Your objective: Reproduce, exactly and in full, only the lines below from the one containing "Query: distant hill" through the one containing "Target: hazy sky".

(Region pointing data)
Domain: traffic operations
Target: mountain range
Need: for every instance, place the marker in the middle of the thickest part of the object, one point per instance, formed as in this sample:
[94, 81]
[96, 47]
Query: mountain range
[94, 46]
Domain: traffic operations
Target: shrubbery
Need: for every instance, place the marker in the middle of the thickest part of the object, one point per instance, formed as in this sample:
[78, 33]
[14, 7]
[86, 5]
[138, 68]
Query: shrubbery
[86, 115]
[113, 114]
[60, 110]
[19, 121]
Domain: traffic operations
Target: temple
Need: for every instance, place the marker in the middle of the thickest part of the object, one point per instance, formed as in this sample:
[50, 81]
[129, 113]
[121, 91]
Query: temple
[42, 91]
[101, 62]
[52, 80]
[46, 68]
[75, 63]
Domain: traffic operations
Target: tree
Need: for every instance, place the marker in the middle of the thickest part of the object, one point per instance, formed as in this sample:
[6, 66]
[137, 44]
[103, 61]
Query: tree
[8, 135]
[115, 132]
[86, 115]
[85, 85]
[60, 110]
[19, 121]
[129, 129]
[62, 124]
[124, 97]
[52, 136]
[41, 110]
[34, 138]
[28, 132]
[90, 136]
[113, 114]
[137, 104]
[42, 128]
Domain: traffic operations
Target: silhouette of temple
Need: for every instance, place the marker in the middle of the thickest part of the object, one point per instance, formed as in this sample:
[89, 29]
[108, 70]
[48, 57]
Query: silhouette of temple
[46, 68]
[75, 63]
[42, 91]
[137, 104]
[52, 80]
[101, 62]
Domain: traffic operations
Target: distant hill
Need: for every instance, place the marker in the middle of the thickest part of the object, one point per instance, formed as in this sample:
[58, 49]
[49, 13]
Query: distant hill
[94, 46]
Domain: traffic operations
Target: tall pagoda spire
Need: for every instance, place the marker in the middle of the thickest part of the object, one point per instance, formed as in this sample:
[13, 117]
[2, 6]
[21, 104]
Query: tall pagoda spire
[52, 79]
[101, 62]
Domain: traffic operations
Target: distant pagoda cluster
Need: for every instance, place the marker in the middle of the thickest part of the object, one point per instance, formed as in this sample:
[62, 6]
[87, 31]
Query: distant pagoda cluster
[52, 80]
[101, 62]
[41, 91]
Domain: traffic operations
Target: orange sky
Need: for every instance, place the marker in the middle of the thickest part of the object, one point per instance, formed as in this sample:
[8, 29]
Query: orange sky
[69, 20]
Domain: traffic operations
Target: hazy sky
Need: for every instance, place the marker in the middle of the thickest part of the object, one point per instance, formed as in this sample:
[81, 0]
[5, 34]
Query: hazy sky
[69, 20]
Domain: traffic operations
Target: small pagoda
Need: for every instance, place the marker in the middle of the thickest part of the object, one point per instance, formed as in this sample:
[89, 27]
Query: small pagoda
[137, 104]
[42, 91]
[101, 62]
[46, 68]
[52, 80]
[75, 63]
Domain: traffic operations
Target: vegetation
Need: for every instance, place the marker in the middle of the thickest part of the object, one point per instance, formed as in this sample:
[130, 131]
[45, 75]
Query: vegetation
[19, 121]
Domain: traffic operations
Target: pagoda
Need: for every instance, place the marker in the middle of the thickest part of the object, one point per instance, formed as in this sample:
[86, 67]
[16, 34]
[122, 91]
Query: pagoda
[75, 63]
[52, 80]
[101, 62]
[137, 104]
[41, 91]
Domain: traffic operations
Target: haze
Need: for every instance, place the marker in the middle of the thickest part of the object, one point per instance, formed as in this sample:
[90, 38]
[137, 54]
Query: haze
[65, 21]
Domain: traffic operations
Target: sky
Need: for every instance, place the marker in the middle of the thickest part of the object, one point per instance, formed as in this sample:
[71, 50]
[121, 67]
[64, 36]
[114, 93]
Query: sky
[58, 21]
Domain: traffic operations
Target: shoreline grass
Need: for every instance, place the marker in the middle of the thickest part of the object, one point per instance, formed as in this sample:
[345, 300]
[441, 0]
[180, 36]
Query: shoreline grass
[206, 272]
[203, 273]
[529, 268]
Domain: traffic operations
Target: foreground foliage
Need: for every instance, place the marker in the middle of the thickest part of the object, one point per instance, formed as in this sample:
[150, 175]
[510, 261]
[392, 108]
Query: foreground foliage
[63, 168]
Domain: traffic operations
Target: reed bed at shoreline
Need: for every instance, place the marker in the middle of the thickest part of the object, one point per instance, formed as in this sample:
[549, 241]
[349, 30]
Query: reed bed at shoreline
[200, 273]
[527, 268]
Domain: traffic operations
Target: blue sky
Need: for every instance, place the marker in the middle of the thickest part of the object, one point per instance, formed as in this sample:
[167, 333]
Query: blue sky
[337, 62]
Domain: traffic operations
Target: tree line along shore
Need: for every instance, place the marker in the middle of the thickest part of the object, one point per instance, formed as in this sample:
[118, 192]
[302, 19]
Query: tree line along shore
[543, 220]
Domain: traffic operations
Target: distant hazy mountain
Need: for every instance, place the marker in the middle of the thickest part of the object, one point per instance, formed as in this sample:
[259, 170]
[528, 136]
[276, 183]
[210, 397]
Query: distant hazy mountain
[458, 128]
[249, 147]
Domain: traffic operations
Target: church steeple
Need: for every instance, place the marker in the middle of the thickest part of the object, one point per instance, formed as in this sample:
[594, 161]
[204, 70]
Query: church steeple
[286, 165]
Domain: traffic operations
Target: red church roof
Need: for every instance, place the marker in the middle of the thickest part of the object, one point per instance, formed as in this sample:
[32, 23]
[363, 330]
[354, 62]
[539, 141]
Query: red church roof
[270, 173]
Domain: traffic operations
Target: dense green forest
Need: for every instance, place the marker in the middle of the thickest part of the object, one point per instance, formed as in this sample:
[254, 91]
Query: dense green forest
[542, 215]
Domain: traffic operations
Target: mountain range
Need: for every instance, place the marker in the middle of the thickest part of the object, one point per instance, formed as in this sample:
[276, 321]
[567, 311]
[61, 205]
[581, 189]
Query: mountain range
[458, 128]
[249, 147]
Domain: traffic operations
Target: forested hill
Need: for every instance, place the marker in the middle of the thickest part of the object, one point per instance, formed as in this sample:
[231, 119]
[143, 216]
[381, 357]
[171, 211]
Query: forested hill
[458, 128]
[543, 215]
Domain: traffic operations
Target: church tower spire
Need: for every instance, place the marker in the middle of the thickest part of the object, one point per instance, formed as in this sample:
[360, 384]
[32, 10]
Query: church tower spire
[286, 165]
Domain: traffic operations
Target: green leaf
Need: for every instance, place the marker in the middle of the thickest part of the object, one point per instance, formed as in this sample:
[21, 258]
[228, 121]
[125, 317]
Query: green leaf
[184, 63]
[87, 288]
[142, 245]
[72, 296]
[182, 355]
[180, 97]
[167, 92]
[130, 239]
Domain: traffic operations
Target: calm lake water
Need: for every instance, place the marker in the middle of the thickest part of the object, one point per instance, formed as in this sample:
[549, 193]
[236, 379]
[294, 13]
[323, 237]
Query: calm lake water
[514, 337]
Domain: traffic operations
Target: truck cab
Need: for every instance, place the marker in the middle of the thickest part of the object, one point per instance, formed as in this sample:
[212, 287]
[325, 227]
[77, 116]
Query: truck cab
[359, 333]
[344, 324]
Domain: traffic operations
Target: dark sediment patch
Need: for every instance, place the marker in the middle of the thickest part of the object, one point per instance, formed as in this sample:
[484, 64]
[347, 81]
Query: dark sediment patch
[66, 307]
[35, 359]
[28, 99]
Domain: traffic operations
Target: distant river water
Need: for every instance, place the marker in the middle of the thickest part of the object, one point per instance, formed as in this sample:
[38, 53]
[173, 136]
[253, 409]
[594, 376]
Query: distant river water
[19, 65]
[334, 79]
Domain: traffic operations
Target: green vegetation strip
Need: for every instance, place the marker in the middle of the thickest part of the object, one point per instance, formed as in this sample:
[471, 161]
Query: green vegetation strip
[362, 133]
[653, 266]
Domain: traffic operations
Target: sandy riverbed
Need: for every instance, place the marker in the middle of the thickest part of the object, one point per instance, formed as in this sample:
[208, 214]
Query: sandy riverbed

Response to the exercise:
Query: distant hill
[94, 46]
Domain: traffic operations
Target: tall pagoda spire
Need: for every instance, place the marker in the middle of the thickest part of the object, one point per instance, formed as in this sample:
[13, 117]
[2, 6]
[21, 104]
Query: tall pagoda spire
[52, 79]
[101, 62]
Domain: traffic operations
Target: distant pagoda cluster
Need: for every instance, place the marker in the middle of the thickest part of the object, one point per instance, formed as in this sample:
[62, 6]
[87, 31]
Query: distant pagoda cluster
[52, 80]
[101, 62]
[41, 91]
Domain: traffic operations
Target: orange sky
Need: for every instance, place the marker in the middle of the thickest part of the object, one point per instance, formed as in this sample:
[8, 29]
Query: orange sky
[69, 20]
Domain: traffic operations
Target: hazy sky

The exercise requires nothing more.